# Assignment:
Copy out exactly the lines from the first line of the material below through the line containing "point(105, 187)", and nothing beyond them.

# Entries supplied:

——————————

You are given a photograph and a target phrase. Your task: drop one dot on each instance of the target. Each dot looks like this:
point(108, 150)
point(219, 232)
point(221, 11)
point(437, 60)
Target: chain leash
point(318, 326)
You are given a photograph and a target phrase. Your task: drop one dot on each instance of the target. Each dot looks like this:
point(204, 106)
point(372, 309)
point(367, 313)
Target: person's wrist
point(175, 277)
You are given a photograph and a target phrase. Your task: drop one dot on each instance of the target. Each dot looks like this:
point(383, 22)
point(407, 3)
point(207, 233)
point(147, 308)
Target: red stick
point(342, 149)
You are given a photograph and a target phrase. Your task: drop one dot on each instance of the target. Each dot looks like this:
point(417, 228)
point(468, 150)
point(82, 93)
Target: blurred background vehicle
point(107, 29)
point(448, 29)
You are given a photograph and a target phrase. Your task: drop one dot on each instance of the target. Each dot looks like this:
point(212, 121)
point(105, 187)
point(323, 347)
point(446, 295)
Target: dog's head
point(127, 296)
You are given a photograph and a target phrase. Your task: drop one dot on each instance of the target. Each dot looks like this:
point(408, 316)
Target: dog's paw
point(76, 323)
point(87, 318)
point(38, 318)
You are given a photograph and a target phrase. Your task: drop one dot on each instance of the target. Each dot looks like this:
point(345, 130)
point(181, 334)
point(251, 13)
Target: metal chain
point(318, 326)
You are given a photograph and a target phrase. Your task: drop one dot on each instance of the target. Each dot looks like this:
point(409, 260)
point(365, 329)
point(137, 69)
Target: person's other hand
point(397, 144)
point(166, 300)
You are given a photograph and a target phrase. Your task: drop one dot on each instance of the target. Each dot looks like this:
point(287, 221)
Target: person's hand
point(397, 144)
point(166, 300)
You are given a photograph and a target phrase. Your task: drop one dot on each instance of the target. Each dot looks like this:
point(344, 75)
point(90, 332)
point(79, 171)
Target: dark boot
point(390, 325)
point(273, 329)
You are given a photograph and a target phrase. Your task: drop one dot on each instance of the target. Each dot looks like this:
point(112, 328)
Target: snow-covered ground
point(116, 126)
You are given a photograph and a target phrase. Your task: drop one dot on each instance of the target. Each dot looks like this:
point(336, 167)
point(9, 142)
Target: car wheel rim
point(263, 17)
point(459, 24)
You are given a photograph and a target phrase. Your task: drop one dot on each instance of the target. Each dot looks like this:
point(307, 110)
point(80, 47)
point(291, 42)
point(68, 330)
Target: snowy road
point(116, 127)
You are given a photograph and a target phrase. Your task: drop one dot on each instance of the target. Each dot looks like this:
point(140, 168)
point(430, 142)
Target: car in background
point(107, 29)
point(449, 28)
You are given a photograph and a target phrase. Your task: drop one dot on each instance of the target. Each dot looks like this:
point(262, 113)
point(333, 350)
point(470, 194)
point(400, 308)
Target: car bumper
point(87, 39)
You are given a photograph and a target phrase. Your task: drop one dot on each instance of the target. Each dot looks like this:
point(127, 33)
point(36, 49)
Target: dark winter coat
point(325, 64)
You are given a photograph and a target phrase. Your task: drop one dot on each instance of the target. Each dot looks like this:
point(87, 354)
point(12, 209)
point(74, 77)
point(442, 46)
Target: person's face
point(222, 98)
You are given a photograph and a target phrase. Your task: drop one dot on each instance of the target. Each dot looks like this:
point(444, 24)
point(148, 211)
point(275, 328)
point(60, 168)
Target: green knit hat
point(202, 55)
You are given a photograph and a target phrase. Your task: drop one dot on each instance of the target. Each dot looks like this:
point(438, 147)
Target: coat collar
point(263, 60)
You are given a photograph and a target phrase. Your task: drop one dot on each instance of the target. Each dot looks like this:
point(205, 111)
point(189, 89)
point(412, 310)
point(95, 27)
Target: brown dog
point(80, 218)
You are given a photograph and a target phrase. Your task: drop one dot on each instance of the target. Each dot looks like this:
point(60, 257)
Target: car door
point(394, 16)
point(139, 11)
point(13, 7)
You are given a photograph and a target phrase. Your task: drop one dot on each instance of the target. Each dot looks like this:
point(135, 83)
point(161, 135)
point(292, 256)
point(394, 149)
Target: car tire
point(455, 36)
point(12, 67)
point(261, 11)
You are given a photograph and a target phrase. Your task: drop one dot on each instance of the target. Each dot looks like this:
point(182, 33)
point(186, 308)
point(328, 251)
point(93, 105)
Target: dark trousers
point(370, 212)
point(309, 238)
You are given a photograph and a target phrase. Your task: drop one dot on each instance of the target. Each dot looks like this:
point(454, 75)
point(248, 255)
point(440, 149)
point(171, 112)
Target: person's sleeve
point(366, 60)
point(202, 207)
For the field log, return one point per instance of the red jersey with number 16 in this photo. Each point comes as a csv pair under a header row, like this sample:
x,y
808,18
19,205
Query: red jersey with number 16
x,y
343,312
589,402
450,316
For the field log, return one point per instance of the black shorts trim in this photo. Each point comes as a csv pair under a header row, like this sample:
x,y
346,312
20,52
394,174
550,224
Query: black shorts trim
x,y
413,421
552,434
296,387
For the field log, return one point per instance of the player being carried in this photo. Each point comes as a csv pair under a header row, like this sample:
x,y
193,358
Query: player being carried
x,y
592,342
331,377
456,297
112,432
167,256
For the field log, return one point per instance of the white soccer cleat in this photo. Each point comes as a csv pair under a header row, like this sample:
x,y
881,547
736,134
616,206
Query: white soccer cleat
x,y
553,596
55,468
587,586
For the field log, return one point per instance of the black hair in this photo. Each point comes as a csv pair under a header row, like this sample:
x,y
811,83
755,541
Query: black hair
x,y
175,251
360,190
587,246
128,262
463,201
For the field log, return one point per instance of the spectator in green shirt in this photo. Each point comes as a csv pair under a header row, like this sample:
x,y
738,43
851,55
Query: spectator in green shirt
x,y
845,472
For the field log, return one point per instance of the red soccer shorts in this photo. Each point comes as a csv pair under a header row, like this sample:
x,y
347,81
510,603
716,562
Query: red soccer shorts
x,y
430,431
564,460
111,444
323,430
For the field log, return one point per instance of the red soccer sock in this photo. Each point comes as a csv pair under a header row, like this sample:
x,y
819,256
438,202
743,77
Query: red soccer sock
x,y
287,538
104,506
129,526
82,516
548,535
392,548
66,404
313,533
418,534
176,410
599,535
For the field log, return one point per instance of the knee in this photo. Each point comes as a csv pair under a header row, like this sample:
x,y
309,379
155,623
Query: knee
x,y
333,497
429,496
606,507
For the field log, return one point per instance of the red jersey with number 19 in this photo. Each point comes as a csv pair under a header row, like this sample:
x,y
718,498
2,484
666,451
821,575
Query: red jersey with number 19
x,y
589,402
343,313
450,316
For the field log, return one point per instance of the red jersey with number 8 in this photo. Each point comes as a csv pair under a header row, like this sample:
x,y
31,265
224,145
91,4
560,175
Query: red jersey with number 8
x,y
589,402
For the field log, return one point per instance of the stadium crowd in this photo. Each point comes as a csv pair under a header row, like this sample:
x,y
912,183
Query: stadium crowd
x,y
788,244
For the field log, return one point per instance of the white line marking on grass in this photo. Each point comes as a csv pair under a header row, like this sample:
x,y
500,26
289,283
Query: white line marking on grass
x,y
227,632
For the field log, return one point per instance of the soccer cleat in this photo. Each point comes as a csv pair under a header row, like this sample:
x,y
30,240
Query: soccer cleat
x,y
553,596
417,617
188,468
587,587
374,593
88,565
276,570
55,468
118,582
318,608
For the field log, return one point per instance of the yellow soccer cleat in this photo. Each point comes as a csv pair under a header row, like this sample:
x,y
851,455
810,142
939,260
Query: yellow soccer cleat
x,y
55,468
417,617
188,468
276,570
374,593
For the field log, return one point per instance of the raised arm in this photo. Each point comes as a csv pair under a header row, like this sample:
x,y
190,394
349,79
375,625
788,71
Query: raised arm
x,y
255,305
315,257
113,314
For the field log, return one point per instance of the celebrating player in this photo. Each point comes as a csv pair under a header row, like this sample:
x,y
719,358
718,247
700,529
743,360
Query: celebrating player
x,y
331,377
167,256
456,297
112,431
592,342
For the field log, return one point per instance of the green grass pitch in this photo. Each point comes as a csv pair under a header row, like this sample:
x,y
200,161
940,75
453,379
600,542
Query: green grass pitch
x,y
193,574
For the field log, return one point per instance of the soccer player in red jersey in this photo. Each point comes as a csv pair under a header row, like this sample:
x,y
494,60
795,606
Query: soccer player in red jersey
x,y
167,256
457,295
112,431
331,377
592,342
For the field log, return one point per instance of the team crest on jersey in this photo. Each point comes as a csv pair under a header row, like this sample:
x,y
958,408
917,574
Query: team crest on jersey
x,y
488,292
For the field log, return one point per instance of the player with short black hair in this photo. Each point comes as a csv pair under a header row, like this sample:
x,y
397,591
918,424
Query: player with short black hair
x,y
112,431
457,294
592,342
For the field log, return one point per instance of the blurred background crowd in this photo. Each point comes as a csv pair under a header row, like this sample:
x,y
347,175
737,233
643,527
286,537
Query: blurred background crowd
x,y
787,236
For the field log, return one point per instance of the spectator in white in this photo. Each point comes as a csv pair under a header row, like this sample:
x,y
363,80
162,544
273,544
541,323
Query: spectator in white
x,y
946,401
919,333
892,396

——————————

# Task output:
You are given a photograph and a target phrase. Your task: drop one dot on each instance of the target. Each dot looks like this:
point(108, 150)
point(219, 232)
point(221, 11)
point(437, 60)
Target: chain leash
point(318, 326)
You are given a photograph and a target phrase. Your task: drop one dot on each instance of the target. Each dot looks like this:
point(204, 106)
point(372, 309)
point(367, 313)
Target: person's wrist
point(175, 277)
You are given a photograph and a target phrase. Your task: drop one dot on each instance of the target. Each dot looks like this:
point(383, 22)
point(407, 3)
point(207, 233)
point(147, 308)
Target: red stick
point(342, 149)
You are given a photograph and a target phrase. Your task: drop one dot on each instance of the target. Each dot looks like this:
point(417, 228)
point(468, 150)
point(82, 93)
Target: blurred background vehicle
point(107, 29)
point(448, 29)
You are given a photograph and a target phrase. Your task: drop one dot on each instance of the target. Each dot looks like this:
point(212, 121)
point(105, 187)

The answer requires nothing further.